→ Required action 1
Rewrite the paragraph of the Clicquot mansion passage that begins "The large dining hall" as a short bulleted list that keeps its main facts.
→ Required action 2
From the Clicquot mansion passage, return the text verbatim, starting at "Conversation starts around" and ending at "we were in.".

→ Extract provided
BEGIN

Conversation starts around the fireplace and toasts are proposed to the portraits of Madame Clicquot and Edouard Werle.
You go through the door into the main drawing room. Suddenly, golden yellow dominates. What craftsmanship went into painting these graceful moldings? Deep sofas, armchairs with gentle curves fill the room. An exquisite 18th century console with a Beauvais tapestry hanging above it catches ones eye, and set between two delicate orchid pots is an ornate wall clock.
My friends and I had the whole place to ourselves that day. It was so nice imagining we owned the mansion and that we lived during their time, enjoying all the luxury and comfort we were in.
Dinner was served in the dining room, overlooking the garden. As in most of the rooms throughout the house, the walls were lined with printed wall hangings, creating an impression of soft exuberance. The table was adorned with simple white linen tablemats; the row of sparkling glasses was inviting. Our names were printed on the menu: "Dinner in the honor of..." That evening, I felt really special.
The large dining hall, with its carved wooden wall paneling acquired by Edouard Werle himself, is used for more formal dinners. The arched door blends with the paneling. Colors are mellow: sea green decorative rugs and pale yellow Empire chairs.
With efficiency and style, the white-gloved maitre dhotel served the first course. From our host, we learned that the chef was about 30 years old and was chosen by Veuve Clicquot for his creativity and daring blends of flavors. We had duck and prawns with asparagus tips plus a whole lot more, the names of which I dont recall. All I remember is they were all delicious and fresh and the cuisine took on so many styles.

END

→ Study material
BEGIN

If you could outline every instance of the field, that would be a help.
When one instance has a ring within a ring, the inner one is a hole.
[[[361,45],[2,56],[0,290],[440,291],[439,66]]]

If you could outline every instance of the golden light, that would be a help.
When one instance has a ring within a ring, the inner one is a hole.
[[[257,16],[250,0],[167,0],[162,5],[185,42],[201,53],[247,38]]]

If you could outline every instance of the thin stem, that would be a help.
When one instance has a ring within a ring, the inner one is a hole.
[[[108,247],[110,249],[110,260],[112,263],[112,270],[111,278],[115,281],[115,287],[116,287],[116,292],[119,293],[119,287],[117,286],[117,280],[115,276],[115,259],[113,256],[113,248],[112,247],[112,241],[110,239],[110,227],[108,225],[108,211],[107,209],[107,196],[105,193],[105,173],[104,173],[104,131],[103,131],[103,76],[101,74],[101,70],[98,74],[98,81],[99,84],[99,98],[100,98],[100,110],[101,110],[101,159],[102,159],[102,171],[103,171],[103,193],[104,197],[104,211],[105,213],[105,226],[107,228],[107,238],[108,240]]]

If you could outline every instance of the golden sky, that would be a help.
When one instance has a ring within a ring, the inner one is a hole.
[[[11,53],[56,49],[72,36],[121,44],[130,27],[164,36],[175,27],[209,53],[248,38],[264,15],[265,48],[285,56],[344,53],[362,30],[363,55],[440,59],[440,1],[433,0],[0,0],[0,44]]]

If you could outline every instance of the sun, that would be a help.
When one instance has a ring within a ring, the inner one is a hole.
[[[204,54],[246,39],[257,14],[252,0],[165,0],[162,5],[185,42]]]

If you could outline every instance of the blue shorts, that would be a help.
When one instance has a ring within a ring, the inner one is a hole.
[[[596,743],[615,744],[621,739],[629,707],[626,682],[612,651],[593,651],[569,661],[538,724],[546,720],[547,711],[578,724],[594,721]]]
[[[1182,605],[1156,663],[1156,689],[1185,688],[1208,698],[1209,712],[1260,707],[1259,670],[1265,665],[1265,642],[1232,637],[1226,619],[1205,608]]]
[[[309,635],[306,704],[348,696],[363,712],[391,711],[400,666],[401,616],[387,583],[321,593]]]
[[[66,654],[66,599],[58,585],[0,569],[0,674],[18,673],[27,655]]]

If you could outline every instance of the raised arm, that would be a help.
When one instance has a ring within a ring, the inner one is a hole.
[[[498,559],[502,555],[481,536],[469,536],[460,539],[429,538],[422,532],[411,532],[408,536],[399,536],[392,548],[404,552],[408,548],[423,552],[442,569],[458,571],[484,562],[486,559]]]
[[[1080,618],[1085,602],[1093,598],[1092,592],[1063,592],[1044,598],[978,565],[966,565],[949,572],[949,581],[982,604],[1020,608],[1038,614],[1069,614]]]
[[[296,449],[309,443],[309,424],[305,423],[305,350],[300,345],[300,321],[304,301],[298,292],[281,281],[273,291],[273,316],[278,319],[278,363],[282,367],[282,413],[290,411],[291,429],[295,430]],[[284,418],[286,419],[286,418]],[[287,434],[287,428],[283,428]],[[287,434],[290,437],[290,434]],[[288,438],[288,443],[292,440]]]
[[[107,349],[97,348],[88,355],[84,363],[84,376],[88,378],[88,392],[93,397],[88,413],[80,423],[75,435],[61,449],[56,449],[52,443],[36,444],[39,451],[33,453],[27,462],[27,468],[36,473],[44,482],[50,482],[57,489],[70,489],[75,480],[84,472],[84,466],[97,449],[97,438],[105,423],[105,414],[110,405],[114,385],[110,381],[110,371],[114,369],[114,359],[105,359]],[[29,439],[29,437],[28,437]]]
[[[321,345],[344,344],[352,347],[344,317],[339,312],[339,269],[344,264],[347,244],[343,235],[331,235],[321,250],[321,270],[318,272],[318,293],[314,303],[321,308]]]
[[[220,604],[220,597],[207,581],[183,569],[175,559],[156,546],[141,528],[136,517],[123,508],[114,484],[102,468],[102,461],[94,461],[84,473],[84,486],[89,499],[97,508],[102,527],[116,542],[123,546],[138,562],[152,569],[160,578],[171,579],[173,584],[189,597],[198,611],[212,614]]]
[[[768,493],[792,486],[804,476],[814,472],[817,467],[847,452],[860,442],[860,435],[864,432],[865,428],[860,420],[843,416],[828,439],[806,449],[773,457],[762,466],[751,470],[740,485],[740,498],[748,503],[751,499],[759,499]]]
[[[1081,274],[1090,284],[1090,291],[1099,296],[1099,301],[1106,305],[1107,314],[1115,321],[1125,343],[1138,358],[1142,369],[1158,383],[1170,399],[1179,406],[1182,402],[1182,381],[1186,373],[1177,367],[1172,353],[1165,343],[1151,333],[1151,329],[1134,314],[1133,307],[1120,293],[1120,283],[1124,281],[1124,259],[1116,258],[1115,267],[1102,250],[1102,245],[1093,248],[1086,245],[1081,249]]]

END

→ Expected answer 1
- The large dining hall is used for more formal dinners.
- Its carved wooden wall paneling was acquired by Edouard Werle himself.
- The arched door blends with the paneling.
- The colors are mellow: sea green decorative rugs and pale yellow Empire chairs.

→ Expected answer 2
Conversation starts around the fireplace and toasts are proposed to the portraits of Madame Clicquot and Edouard Werle.
You go through the door into the main drawing room. Suddenly, golden yellow dominates. What craftsmanship went into painting these graceful moldings? Deep sofas, armchairs with gentle curves fill the room. An exquisite 18th century console with a Beauvais tapestry hanging above it catches ones eye, and set between two delicate orchid pots is an ornate wall clock.
My friends and I had the whole place to ourselves that day. It was so nice imagining we owned the mansion and that we lived during their time, enjoying all the luxury and comfort we were in.